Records
+++

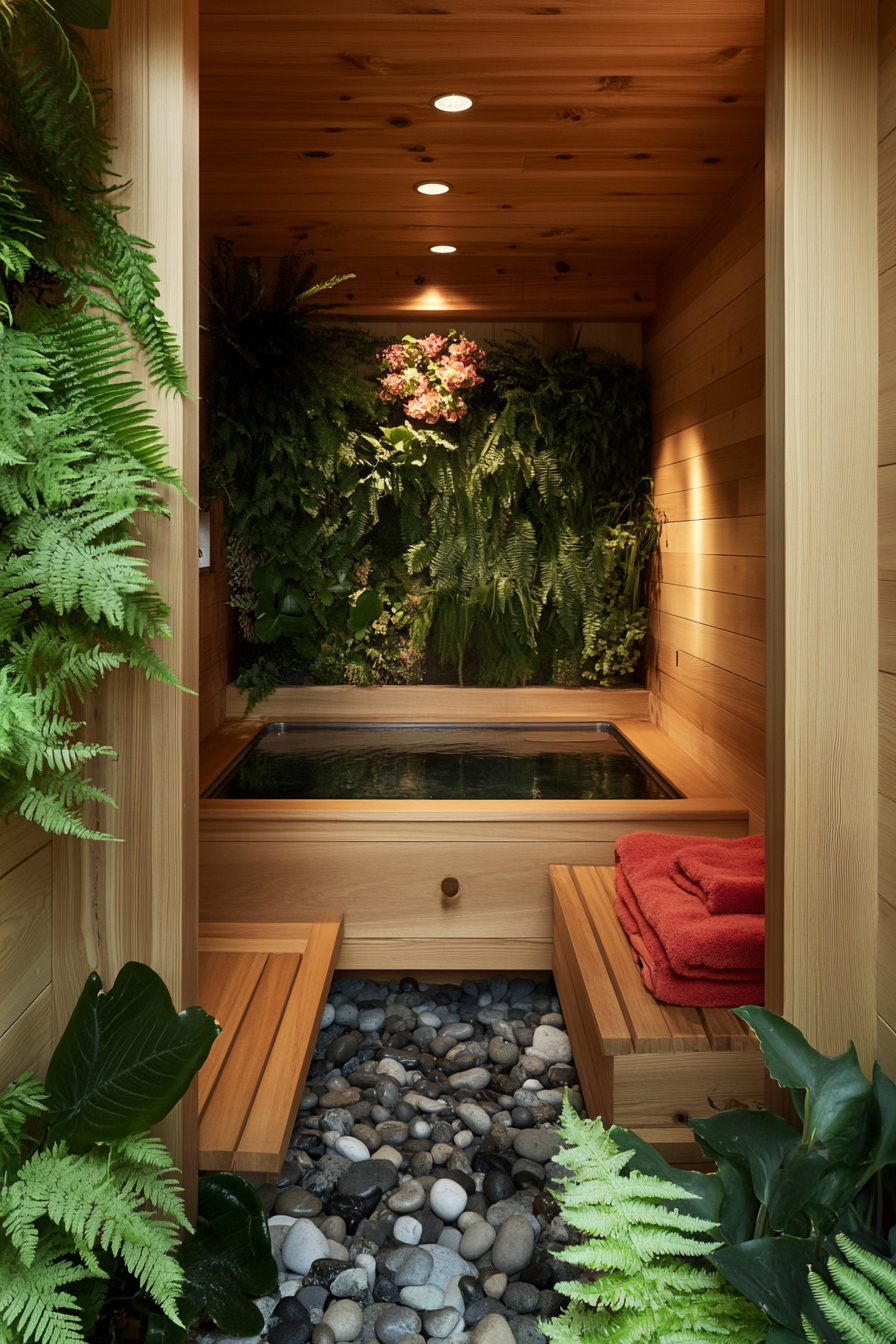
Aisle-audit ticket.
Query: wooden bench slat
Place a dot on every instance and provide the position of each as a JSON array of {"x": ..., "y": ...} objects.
[
  {"x": 615, "y": 1036},
  {"x": 254, "y": 937},
  {"x": 265, "y": 1137},
  {"x": 687, "y": 1028},
  {"x": 650, "y": 1030},
  {"x": 227, "y": 981},
  {"x": 226, "y": 1110}
]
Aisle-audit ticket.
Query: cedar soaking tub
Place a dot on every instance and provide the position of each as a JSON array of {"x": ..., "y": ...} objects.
[{"x": 434, "y": 839}]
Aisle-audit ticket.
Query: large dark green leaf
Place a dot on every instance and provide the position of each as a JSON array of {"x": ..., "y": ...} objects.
[
  {"x": 739, "y": 1203},
  {"x": 125, "y": 1058},
  {"x": 840, "y": 1109},
  {"x": 773, "y": 1273},
  {"x": 758, "y": 1137},
  {"x": 884, "y": 1087},
  {"x": 230, "y": 1254},
  {"x": 795, "y": 1184},
  {"x": 704, "y": 1186},
  {"x": 83, "y": 14}
]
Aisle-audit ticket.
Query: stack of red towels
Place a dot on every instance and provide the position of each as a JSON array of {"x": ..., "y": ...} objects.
[{"x": 693, "y": 910}]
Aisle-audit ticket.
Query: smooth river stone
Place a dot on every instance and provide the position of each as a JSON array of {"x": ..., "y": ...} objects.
[
  {"x": 472, "y": 1079},
  {"x": 477, "y": 1239},
  {"x": 352, "y": 1148},
  {"x": 302, "y": 1246},
  {"x": 407, "y": 1230},
  {"x": 513, "y": 1246},
  {"x": 395, "y": 1323},
  {"x": 448, "y": 1199},
  {"x": 474, "y": 1117},
  {"x": 345, "y": 1319}
]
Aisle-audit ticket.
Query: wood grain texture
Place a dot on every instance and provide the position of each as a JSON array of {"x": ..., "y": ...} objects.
[
  {"x": 822, "y": 461},
  {"x": 262, "y": 1145},
  {"x": 26, "y": 944},
  {"x": 442, "y": 703},
  {"x": 27, "y": 1043},
  {"x": 136, "y": 901},
  {"x": 599, "y": 140},
  {"x": 705, "y": 657}
]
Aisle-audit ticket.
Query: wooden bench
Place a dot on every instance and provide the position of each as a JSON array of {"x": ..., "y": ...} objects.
[
  {"x": 641, "y": 1063},
  {"x": 266, "y": 985}
]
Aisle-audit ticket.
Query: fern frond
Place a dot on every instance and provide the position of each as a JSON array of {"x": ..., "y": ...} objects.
[{"x": 649, "y": 1278}]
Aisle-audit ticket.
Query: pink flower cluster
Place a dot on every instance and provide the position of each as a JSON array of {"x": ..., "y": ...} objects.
[{"x": 427, "y": 379}]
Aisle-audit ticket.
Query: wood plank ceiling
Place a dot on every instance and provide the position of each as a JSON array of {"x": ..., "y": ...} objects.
[{"x": 602, "y": 135}]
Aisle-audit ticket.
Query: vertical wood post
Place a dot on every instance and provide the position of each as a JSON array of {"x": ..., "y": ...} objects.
[
  {"x": 822, "y": 527},
  {"x": 137, "y": 899}
]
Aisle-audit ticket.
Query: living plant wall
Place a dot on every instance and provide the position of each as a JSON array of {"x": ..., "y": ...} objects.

+++

▸ **WORK TO DO**:
Pick out each line in the records that contains the word "wooden" and copy those lines.

▸ **EXERCISE OUTPUT**:
Query: wooden bench slat
Query: wooden bench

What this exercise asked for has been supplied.